Repeat the following lines exactly and nothing else: the line containing "Find — the bird's tail feather, a" and each line after it through the end of the listing.
** BEGIN Material shown **
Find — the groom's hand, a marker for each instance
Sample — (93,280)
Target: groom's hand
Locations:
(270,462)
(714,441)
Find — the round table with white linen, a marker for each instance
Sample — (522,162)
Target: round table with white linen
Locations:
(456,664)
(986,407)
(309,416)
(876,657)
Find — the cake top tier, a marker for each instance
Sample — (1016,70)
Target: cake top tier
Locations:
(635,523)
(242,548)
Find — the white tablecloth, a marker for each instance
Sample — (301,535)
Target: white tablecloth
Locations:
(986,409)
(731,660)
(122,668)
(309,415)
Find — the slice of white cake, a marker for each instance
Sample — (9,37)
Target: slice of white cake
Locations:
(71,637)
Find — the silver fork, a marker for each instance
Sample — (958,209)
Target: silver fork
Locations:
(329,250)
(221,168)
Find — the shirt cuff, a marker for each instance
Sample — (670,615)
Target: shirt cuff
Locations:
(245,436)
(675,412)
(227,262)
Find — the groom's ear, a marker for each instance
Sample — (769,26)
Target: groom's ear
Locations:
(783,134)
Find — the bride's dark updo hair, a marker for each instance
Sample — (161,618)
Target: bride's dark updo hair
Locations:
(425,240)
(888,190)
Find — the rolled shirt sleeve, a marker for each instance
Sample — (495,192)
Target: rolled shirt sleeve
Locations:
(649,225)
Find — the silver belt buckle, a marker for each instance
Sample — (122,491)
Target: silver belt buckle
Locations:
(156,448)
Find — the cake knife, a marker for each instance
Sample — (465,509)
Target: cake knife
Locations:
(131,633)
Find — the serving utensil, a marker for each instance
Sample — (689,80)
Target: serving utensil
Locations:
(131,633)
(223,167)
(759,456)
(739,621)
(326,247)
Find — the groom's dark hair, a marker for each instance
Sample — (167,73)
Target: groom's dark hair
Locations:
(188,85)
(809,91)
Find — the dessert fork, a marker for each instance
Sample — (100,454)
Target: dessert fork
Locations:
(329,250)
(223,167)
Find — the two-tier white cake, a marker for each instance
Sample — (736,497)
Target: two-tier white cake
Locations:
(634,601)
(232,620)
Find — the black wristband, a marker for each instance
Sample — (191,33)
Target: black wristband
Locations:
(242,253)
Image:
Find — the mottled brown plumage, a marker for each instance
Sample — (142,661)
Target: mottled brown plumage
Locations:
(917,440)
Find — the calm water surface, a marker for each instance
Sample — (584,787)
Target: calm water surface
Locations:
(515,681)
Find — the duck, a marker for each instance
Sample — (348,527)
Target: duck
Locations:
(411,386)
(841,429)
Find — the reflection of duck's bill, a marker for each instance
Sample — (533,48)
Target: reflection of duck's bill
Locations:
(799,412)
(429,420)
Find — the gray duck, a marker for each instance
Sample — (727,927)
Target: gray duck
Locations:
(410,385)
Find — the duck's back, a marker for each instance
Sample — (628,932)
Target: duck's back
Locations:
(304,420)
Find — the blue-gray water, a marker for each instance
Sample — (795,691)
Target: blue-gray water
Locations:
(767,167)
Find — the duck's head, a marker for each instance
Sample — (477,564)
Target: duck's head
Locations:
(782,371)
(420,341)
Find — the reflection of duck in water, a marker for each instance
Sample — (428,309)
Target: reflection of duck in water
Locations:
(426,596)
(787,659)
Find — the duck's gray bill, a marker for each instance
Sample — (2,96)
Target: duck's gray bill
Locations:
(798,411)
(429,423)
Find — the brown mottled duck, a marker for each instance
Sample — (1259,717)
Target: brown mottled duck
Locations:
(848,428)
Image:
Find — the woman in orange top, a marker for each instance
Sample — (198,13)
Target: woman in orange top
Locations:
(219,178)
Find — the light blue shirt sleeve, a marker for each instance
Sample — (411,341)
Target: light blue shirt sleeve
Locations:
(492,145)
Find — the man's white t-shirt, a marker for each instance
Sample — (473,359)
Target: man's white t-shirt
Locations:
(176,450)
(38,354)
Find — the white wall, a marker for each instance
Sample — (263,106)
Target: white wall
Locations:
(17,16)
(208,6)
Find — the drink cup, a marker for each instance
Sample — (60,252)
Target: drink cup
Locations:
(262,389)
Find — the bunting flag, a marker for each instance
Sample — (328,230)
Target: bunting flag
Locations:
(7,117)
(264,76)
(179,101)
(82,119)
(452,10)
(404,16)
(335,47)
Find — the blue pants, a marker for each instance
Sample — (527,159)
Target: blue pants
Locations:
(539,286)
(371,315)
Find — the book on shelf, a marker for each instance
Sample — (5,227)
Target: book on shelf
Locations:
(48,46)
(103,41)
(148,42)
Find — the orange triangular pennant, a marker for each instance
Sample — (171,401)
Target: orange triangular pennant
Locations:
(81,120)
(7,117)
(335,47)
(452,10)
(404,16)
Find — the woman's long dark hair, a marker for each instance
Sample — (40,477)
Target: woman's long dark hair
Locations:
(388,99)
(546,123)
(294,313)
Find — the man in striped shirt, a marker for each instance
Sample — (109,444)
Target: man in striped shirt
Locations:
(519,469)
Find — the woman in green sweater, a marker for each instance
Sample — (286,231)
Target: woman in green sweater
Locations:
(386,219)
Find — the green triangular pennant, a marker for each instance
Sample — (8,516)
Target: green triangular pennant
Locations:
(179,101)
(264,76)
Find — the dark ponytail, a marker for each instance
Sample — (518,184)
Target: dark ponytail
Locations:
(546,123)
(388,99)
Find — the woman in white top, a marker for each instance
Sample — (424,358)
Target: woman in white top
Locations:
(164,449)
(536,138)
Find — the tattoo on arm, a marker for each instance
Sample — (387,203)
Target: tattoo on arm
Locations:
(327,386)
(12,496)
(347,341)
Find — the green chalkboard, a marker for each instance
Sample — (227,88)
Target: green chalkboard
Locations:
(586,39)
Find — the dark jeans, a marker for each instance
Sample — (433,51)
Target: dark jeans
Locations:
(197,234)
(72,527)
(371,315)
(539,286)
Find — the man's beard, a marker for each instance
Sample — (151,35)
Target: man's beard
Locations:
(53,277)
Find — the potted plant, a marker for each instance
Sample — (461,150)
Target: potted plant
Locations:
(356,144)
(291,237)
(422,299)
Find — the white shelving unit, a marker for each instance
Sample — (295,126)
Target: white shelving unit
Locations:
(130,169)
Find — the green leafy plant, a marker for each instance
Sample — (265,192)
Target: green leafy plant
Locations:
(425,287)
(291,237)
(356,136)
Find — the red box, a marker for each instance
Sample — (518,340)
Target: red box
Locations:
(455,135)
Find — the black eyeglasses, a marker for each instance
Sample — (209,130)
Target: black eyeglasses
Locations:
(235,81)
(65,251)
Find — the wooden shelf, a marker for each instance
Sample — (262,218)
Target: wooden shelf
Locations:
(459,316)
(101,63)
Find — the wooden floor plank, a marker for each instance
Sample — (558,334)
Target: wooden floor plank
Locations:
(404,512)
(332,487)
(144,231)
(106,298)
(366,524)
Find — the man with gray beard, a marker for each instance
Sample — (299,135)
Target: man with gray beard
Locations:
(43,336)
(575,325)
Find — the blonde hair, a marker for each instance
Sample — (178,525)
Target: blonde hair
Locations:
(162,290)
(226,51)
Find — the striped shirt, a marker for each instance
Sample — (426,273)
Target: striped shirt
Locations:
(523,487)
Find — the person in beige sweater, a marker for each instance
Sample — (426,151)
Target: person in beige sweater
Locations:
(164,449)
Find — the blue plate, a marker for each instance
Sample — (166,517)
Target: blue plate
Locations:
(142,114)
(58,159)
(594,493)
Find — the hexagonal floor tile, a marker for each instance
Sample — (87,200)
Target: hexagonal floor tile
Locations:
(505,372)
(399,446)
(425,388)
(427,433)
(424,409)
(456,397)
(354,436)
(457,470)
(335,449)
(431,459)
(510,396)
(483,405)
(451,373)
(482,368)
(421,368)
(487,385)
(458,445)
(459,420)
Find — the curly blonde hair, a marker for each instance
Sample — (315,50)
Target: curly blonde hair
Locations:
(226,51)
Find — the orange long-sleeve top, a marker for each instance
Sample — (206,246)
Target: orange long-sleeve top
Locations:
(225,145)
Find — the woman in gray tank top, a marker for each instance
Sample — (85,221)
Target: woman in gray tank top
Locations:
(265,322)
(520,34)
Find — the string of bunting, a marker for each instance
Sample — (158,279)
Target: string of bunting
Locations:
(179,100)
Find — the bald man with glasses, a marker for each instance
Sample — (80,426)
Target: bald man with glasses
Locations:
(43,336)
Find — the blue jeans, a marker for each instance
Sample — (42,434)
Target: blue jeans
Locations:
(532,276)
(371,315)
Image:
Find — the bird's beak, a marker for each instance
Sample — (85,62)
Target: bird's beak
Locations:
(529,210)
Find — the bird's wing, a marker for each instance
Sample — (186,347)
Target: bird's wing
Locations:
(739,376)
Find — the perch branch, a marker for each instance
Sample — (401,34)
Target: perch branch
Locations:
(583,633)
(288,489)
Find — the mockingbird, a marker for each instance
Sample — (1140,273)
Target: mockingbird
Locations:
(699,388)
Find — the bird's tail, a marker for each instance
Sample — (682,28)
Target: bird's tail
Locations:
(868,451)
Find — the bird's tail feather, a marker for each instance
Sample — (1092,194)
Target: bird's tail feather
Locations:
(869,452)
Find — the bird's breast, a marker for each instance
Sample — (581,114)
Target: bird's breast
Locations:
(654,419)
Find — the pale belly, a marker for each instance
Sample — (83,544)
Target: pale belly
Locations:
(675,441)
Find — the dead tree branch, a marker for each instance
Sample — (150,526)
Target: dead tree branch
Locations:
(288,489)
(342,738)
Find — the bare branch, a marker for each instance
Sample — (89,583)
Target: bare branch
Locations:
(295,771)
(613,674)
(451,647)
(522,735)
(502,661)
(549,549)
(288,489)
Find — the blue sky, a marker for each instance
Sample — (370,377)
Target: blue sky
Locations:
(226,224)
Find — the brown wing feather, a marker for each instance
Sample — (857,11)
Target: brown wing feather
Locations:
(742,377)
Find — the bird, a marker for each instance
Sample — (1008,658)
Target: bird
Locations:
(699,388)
** END Material shown **
Final answer
Find — the bird's tail feather, a marker for each instance
Sample — (1092,194)
Target: bird's tail feather
Locations:
(869,452)
Find — the bird's breast, a marker for each instance
Sample — (581,114)
Target: bird's breast
Locations:
(654,419)
Find — the pale belly, a marker for each instance
Sample — (83,544)
Target: pale belly
Locations:
(675,441)
Find — the dead tree branch, a marker for each instance
Sample — (150,526)
Target: dead tree branch
Locations:
(288,489)
(342,738)
Find — the bare branch, a marker for each instance
Sample — (89,583)
Target: bare branch
Locations:
(295,771)
(613,674)
(451,647)
(522,735)
(502,661)
(549,549)
(288,489)
Find — the blue sky, a marker for each instance
Sample — (370,377)
Target: blue sky
Locations:
(226,224)
Find — the brown wing feather, a marker for each instance
Sample — (857,11)
Target: brown wing feather
Locations:
(742,377)
Find — the bird, a marker for each instance
Sample — (1008,658)
Target: bird
Locations:
(699,388)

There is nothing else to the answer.